■ Page extract
⁂

Sometimes it feels like the 21st century is carrying us backward, not forward along the current of time. The covid plague is itself a gigantic throwback to the past, reminding us of the 1918 flu epidemic, of the recurrent waves of Black Plague, of smallpox and tetanus, of typhoid and cholera, all of which were commonplace before Louis Pasteur brought us vaccines and sanitation. Since the contagion arose, I’ve taken up a time-consuming habit of my mother’s, something she was taught to do by way of keeping her family healthy.
I grew up in a God-forsaken American camp in Saudi Arabia. In those days, the Third World was seriously the Third World, and the U.S. hadn’t been “First World” long enough for any such concepts to have taken root in the psyches of my parents and grandparents. The company — Aramco — coached all the women on sanitation practices to protect their families’ health. (Married women were not allowed to work for the company; single women came out as teachers or nurses, but if they married someone they had to quit their jobs.)
(Yes, Virginia, that WAS life in the 1950s!)
My mother had been taught that every single piece of produce had to be washed — thoroughly! — in soap and water. This was because most of the produce sold through the commissary was grown in the Middle East, where at the time agricultural fields were commonly fertilized with human waste. Amoebic dysentery was endemic…and believe me, that was an ailment you did not want to catch.
So that’s exactly what she did: every apple, every orange, every green bean, every whatEVERedible was washed manually. Lettuce and cabbage were soaked in a sinkful of dilute Clorox and then rinsed thoroughly before going into the refrigerator. We couldn’t have strawberries or raspberries or the like, because they couldn’t be sanitized in any rational way. Even a melon had be washed with soap and water: a blade slicing into an unclean melon would smear any pathogens on the skin across the melon’s flesh.
And y’know what? Washing every single piece of produce before it comes into the kitchen is THE biggest PITA that came down the pike. It’s nicely exacerbated by having to squirt every cardboard or plastic package and every tin can with disinfectant and rub it down before it can be busted open. Ugh!

⁂

■ Data extracts

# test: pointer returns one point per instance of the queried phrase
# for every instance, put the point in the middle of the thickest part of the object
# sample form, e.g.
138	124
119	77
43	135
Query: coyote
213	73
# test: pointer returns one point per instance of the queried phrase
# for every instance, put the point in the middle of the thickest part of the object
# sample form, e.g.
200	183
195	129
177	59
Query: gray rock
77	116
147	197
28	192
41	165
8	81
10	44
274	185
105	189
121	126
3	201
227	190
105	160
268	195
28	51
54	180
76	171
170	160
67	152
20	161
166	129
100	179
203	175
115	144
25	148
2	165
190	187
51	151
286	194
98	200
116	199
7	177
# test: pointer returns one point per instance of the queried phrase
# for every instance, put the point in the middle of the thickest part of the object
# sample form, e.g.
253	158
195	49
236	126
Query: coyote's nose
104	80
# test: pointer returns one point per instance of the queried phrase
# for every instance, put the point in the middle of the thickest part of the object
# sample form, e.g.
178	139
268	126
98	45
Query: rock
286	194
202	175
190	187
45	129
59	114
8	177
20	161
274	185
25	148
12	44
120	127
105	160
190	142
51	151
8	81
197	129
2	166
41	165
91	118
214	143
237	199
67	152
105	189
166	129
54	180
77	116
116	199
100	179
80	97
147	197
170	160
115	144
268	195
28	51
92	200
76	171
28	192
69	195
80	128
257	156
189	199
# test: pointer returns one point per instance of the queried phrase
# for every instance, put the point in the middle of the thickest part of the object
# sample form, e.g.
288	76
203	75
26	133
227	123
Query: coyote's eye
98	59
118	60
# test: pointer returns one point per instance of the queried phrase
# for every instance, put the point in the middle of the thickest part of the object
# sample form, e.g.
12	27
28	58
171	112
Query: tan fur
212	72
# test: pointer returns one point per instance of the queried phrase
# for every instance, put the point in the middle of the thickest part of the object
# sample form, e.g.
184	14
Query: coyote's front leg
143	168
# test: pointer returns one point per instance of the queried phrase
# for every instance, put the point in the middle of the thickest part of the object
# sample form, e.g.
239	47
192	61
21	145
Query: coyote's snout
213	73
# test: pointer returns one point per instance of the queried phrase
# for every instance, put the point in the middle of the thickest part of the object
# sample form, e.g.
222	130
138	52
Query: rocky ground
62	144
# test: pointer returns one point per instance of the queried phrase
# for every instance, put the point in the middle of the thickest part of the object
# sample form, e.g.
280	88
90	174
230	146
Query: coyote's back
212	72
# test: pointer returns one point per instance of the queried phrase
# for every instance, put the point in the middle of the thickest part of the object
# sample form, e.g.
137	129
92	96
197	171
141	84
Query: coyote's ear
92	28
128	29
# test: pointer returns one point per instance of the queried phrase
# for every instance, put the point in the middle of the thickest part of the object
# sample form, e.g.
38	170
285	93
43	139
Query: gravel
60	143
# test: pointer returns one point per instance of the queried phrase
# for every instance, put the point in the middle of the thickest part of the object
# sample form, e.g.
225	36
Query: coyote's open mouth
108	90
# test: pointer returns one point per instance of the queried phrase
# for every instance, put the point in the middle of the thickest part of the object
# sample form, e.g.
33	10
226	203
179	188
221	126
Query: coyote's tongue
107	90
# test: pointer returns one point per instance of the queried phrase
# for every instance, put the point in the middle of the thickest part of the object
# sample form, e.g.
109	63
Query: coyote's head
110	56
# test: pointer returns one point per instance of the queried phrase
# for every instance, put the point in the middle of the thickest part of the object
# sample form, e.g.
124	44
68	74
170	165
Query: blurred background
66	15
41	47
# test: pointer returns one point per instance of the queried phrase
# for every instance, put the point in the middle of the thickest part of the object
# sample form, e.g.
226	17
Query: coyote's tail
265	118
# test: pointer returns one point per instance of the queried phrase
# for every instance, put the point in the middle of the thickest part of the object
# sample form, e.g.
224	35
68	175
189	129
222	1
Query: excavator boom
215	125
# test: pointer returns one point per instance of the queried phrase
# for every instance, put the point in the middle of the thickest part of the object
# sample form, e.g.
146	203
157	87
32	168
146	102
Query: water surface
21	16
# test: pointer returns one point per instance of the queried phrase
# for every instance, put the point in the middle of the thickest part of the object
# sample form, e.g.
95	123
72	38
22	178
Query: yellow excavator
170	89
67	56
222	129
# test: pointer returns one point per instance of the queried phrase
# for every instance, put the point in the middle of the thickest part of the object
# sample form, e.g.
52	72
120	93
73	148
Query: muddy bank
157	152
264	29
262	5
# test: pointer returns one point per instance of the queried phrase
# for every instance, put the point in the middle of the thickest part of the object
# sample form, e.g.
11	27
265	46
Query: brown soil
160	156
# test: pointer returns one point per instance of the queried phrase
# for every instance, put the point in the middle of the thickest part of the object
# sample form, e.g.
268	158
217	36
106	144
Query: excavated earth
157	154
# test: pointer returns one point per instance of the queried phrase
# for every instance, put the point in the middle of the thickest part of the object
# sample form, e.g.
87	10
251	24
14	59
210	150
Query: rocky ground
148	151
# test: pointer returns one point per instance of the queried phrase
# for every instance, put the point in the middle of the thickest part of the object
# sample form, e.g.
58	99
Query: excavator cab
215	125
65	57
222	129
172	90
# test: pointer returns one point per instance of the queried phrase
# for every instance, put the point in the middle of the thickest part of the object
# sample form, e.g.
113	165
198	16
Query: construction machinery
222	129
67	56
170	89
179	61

⁂

■ Explore the material
1) The essay on washing produce opens by saying the covid plague recalls several earlier diseases. List every one of them.
2) In the essay on washing produce, why couldn't the family have strawberries or raspberries?
3) Pick up the essay on washing produce after its final line, "Ugh!", and keep writing.

■ Answers by item number
1)
- the 1918 flu epidemic
- Black Plague
- smallpox
- tetanus
- typhoid
- cholera

2) They couldn't be sanitized in any rational way.

3)
It makes shopping powerfully aversive.
I think of my mother having to do that for every shopping trip over TEN YEARS…that’s how long we lived in the godforsaken place. Good grief.
No wonder she had one (count it, 1) shopping day per week!
That’s about what I’m doing, too: limiting the shopping trips to as few junkets/month as possible.
We thought it was oh! so wonderful when we came back to the states and didn’t feel that every bite of produce had to be thoroughly washed with strong soap or detergent and dipped in Clorox. One might rinse it off, but one didn’t feel that every apple and orange and can of soup had to be sanitized.
That was back when America was a “first-world country” because it was one of the only countries in the world that had a USDA and regulations that inflicted some control over the sanitation of groceries sold in stores.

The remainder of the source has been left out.